__Extrait source__.
-------------------------
Il. APPRÉCIATION JURIDIQUE

Article 86

(12) L'article 86, paragraphe 1, du traité dispose que les États membres, en ce qui concerne les entreprises publiques et les entreprises auxquelles ils accordent des droits spéciaux ou exclusifs, n'édictent ni ne maintiennent aucune mesure contraire aux règles du traité, notamment aux règles relatives à la concurrence. PI est une entreprise publique au sens de l'article 86, paragraphe 1, car elle est détenue à 100 % par l'État italien. En outre, l'État a accordé à PI des droits exclusifs sur la base de l'article 4 du décret.

(13) L'article 86, paragraphe 1, du traité interdit aux États membres de mettre, par des mesures législatives, réglementaires ou administratives, les entreprises publiques et les entreprises auxquelles ils accordent des droits spéciaux ou exclusifs dans une situation dans laquelle ces entreprises ne pourraient pas se placer elles-mêmes par des comportements autonomes sans violer l'article 82 (7). En conséquence, lorsque la Commission recense une mesure étatique, qui est édictée ou maintenue en violation de l'article 86, paragraphe 1, en liaison avec l'article 82, l'article 86, paragraphe 3, l'autorise à adresser " les décisions appropriées aux États membres ".
-------------------------
__Consigne 1__. Renvoie sans rien changer les lignes des enregistrements, en commençant au tout début des enregistrements et en terminant par la ligne qui contient "144 27 L 154", cette ligne comprise.
-------------------------
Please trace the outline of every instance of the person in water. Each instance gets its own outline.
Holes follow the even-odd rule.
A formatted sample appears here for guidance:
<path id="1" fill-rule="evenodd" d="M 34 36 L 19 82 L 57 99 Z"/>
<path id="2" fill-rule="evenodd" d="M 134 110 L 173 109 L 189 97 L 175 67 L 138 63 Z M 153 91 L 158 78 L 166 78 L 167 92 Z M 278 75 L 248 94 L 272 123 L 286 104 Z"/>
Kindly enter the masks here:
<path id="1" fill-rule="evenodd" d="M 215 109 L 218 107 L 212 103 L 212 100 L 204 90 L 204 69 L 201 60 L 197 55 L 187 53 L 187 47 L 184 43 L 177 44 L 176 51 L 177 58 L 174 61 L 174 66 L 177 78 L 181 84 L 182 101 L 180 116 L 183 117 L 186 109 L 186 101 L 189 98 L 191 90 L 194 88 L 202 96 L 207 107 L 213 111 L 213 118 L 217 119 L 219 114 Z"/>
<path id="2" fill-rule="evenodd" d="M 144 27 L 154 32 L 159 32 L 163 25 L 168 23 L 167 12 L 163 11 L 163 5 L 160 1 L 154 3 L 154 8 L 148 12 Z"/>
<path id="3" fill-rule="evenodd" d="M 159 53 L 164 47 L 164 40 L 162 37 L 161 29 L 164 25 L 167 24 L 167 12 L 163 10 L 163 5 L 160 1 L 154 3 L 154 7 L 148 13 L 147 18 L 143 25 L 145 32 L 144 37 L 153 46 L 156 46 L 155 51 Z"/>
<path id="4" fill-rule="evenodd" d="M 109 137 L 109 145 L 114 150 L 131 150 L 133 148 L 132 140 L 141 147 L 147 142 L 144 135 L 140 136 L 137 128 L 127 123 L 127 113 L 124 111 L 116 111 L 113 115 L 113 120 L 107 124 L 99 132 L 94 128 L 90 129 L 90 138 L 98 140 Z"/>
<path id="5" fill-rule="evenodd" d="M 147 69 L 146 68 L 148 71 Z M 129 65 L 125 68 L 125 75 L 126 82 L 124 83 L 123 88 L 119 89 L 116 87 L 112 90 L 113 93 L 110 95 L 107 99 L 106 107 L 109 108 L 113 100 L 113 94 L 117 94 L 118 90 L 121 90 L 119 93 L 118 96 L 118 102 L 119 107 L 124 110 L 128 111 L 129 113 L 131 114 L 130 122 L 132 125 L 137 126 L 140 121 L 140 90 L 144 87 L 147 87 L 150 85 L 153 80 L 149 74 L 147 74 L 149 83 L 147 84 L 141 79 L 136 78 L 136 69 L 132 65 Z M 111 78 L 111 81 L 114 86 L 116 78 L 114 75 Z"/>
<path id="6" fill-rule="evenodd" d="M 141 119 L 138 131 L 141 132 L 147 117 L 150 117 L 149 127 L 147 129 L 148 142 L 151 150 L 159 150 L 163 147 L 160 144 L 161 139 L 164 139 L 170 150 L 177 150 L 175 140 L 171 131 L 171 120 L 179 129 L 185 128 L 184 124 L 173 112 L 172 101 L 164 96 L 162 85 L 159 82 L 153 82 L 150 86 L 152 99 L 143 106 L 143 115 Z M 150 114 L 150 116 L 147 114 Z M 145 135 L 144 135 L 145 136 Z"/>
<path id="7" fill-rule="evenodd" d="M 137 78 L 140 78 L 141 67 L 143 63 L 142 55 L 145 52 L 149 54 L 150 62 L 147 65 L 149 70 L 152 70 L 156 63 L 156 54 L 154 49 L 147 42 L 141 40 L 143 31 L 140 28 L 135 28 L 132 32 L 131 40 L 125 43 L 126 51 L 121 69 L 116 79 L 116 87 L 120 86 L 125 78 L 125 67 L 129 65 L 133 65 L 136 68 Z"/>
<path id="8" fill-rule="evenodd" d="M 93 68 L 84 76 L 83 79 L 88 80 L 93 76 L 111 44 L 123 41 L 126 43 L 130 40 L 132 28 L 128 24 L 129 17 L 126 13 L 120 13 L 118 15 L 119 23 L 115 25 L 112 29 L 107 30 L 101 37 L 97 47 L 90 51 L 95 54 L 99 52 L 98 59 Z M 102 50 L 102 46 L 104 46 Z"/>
-------------------------
__Consigne 2__. Retape mot pour mot le passage de l'extrait sur l'article 86, en commençant à "(12) L'article 86, paragraphe" et en terminant à "4 du décret.".

__Résultat final 1__.
Please trace the outline of every instance of the person in water. Each instance gets its own outline.
Holes follow the even-odd rule.
A formatted sample appears here for guidance:
<path id="1" fill-rule="evenodd" d="M 34 36 L 19 82 L 57 99 Z"/>
<path id="2" fill-rule="evenodd" d="M 134 110 L 173 109 L 189 97 L 175 67 L 138 63 Z M 153 91 L 158 78 L 166 78 L 167 92 Z M 278 75 L 248 94 L 272 123 L 286 104 Z"/>
Kindly enter the masks here:
<path id="1" fill-rule="evenodd" d="M 215 109 L 218 107 L 212 103 L 212 100 L 204 90 L 204 69 L 201 60 L 197 55 L 187 53 L 187 47 L 184 43 L 177 44 L 176 51 L 177 58 L 174 61 L 174 66 L 177 78 L 181 84 L 182 101 L 180 116 L 183 117 L 186 109 L 186 101 L 189 98 L 191 90 L 194 88 L 202 96 L 207 107 L 213 111 L 213 118 L 217 119 L 219 114 Z"/>
<path id="2" fill-rule="evenodd" d="M 144 27 L 154 32 L 159 32 L 163 25 L 168 23 L 167 12 L 163 11 L 163 5 L 160 1 L 154 3 L 154 8 L 148 12 Z"/>

__Résultat final 2__.
(12) L'article 86, paragraphe 1, du traité dispose que les États membres, en ce qui concerne les entreprises publiques et les entreprises auxquelles ils accordent des droits spéciaux ou exclusifs, n'édictent ni ne maintiennent aucune mesure contraire aux règles du traité, notamment aux règles relatives à la concurrence. PI est une entreprise publique au sens de l'article 86, paragraphe 1, car elle est détenue à 100 % par l'État italien. En outre, l'État a accordé à PI des droits exclusifs sur la base de l'article 4 du décret.